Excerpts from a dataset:

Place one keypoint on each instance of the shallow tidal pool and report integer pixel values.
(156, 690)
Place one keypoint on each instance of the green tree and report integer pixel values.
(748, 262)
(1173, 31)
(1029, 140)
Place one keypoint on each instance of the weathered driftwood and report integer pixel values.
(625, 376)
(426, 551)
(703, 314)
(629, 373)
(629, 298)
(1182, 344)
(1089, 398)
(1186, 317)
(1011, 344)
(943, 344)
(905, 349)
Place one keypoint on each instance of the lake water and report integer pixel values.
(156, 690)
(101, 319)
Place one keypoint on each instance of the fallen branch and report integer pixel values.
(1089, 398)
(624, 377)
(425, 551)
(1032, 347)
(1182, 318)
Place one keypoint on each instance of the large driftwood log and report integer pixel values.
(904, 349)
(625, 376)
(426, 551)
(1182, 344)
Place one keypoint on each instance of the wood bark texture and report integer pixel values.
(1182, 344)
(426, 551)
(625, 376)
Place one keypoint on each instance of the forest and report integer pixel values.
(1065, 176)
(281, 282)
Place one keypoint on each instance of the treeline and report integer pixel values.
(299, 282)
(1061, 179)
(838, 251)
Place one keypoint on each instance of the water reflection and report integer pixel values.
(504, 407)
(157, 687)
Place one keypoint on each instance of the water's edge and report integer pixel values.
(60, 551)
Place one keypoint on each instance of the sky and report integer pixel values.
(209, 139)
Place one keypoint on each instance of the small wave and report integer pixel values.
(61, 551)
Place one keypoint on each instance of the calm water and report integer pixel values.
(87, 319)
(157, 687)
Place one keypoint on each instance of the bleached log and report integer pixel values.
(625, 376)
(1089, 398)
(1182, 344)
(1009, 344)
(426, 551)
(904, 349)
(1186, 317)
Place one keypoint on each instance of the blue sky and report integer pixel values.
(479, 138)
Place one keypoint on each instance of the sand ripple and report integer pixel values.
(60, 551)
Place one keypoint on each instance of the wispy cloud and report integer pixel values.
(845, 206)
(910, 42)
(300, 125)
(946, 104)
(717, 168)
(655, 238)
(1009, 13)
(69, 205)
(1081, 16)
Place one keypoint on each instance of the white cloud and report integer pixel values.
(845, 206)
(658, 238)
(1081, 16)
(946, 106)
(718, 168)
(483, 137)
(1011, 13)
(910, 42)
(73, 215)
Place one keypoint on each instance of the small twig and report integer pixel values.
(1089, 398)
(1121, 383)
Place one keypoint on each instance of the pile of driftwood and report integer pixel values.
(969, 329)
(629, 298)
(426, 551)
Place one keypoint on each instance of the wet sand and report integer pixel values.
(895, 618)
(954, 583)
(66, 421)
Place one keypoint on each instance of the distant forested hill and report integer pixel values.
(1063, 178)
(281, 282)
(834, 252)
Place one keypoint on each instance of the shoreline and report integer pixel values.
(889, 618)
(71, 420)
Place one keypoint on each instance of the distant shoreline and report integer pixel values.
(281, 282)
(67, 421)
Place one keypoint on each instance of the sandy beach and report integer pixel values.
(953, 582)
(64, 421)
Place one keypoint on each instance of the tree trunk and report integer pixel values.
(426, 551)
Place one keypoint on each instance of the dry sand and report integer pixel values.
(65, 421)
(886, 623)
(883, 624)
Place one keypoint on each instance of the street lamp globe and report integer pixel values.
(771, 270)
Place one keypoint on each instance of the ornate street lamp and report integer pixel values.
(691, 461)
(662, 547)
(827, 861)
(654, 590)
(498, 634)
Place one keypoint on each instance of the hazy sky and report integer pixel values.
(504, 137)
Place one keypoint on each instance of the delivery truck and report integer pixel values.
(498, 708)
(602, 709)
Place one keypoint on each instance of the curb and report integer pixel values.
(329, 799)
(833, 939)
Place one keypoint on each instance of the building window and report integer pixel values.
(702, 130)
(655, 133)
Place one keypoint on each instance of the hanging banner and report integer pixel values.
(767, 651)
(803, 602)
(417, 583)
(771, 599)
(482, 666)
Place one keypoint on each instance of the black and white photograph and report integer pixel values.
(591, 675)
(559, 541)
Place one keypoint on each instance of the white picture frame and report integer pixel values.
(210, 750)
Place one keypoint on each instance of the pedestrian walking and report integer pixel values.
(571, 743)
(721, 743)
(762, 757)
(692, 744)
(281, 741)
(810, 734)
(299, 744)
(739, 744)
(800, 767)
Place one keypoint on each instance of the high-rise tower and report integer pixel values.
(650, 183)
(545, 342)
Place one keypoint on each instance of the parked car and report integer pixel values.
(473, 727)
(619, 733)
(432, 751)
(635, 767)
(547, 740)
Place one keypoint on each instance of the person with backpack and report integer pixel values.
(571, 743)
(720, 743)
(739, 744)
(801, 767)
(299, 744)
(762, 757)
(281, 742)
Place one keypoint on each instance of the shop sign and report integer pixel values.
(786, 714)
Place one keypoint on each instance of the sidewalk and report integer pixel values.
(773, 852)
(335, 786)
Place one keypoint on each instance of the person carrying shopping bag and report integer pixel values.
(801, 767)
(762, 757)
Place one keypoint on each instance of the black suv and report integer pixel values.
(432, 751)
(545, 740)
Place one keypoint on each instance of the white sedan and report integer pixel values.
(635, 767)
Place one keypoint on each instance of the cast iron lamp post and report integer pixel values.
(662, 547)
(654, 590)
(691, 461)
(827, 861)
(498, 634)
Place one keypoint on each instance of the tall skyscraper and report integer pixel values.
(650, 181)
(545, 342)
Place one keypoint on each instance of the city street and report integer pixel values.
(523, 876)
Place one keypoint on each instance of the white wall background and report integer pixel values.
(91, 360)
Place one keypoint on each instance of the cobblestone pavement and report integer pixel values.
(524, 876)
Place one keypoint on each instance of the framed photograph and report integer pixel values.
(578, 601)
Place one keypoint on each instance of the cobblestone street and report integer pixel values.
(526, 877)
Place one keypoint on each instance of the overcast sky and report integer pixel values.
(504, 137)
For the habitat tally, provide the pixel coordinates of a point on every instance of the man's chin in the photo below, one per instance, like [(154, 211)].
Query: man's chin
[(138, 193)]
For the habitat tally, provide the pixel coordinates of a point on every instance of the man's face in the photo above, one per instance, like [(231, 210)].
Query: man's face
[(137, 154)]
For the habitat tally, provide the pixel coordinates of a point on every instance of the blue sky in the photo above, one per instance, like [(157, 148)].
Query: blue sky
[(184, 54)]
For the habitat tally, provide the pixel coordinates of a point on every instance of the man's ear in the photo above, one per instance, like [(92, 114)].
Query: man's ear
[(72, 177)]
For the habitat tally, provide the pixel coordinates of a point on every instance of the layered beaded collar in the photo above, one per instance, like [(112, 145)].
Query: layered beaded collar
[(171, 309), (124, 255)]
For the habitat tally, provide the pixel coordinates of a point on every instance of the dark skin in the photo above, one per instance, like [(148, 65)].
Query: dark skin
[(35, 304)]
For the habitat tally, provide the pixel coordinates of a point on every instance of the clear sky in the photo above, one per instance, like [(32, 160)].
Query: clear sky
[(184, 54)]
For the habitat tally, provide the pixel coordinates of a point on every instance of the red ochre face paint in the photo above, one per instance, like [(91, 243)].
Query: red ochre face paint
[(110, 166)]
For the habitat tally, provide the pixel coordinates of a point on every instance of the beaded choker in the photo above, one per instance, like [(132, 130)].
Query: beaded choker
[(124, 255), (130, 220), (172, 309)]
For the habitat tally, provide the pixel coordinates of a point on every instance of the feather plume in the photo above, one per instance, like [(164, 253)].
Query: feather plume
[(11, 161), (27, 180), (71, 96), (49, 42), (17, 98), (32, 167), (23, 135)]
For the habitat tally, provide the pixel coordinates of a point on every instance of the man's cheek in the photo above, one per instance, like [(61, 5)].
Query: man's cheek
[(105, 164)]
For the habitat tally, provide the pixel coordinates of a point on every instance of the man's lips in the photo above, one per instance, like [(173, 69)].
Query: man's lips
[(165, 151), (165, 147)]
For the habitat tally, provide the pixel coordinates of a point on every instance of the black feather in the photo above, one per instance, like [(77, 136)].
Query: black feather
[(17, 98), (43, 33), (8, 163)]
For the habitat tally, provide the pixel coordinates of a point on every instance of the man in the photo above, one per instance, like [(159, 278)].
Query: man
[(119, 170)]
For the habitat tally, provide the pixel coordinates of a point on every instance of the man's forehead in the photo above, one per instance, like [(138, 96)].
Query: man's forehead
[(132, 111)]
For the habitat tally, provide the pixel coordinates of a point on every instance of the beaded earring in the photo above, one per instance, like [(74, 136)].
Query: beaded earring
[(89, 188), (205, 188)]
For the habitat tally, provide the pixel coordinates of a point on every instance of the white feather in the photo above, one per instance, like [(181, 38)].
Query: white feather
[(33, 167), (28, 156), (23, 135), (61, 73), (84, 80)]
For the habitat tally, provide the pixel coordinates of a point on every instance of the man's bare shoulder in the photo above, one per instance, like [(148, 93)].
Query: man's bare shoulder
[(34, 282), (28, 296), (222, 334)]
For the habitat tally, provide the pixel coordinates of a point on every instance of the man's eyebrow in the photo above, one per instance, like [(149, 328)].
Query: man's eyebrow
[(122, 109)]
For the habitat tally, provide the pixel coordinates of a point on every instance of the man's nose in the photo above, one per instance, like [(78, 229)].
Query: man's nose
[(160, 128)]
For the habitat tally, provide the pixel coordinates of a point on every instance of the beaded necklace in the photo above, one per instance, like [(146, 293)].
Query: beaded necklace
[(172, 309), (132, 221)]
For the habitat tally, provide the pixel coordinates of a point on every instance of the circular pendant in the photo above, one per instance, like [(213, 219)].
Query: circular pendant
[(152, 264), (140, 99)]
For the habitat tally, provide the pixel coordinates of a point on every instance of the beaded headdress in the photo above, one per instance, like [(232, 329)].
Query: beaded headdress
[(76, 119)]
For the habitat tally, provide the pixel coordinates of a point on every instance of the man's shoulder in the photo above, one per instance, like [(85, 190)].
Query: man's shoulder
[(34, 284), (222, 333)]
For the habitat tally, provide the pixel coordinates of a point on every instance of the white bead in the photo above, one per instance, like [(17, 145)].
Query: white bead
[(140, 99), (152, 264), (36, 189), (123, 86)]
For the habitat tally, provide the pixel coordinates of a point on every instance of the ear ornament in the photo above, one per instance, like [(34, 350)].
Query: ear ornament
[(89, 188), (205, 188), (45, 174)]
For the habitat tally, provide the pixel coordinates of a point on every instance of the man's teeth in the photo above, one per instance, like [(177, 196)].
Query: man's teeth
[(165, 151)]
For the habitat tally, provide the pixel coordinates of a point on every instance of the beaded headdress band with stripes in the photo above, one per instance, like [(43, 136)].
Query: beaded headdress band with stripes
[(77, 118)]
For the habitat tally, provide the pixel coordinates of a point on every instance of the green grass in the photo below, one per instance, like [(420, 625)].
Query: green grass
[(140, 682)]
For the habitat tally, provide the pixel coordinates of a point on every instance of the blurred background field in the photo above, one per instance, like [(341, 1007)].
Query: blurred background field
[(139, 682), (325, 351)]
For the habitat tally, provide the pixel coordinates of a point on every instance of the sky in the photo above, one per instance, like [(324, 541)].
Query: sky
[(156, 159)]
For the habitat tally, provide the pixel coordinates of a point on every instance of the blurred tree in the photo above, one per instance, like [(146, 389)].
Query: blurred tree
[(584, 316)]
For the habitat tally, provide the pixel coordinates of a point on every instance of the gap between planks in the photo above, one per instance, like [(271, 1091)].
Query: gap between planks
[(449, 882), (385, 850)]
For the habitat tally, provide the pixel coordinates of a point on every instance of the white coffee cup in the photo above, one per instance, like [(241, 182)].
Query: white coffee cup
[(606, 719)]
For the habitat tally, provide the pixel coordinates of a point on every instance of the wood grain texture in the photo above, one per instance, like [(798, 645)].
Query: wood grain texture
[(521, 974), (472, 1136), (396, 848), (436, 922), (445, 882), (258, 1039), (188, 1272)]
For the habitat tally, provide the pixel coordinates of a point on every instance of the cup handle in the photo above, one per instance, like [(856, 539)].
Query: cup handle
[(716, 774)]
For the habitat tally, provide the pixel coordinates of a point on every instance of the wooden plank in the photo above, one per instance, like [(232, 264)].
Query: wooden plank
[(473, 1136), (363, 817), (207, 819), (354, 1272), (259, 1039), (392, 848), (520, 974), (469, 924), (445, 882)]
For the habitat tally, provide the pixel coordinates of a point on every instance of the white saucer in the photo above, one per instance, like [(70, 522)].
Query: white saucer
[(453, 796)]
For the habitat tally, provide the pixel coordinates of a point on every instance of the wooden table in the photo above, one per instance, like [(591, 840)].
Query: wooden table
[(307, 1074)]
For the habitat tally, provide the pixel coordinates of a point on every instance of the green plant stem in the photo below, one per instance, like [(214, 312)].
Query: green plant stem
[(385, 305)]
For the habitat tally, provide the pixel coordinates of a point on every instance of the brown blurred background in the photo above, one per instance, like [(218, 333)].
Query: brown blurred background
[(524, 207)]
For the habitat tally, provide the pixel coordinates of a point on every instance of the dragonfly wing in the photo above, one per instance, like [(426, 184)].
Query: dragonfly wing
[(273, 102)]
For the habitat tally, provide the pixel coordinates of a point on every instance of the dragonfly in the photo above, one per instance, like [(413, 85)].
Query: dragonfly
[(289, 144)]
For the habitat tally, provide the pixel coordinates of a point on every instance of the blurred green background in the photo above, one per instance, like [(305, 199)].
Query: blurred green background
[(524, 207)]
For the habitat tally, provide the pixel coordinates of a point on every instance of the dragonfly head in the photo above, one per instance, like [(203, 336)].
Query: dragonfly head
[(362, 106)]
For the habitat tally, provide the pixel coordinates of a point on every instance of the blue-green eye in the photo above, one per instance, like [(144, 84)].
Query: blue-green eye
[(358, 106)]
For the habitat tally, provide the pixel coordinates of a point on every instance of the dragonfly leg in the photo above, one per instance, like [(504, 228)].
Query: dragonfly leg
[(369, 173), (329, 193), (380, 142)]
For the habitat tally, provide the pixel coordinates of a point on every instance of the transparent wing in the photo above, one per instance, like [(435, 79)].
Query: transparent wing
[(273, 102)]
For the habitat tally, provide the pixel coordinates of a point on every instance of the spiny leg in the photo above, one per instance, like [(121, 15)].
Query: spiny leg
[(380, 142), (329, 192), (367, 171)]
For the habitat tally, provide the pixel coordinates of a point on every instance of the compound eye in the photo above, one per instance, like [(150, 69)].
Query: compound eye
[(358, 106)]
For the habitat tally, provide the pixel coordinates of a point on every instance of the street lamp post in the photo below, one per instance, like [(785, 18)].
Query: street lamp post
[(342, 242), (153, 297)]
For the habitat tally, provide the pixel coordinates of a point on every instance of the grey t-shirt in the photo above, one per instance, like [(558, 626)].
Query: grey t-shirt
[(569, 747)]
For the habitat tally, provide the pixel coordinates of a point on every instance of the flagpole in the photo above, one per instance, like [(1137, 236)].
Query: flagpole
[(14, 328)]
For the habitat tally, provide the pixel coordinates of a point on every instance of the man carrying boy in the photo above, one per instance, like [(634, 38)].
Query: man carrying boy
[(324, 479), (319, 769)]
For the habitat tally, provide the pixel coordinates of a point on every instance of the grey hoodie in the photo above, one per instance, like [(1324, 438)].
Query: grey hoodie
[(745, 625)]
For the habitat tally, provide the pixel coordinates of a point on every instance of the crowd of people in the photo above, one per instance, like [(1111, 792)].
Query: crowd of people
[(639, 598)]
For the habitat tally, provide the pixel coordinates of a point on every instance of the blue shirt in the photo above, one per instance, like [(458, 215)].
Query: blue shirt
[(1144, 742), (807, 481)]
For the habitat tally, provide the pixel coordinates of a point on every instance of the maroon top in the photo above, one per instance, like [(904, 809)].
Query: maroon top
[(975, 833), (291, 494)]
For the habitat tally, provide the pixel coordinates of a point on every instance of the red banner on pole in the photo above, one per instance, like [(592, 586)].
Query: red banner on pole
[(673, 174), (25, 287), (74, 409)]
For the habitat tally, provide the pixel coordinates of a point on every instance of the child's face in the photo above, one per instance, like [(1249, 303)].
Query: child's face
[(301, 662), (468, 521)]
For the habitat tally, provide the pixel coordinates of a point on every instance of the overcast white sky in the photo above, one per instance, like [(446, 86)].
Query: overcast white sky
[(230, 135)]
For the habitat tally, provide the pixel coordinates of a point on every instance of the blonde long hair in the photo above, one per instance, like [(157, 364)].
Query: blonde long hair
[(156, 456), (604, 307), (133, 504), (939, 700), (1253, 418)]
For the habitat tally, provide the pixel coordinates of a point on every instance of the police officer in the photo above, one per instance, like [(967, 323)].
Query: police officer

• _WHAT NEEDS TO BE DONE_: All lines with the string "police" must be copied from the data.

• _ANSWER TO THIS EXERCISE_:
For the habitat tally, provide the pixel coordinates of a point on every instance of the police officer in the photo above, one per instance, like [(967, 323)].
Query: police officer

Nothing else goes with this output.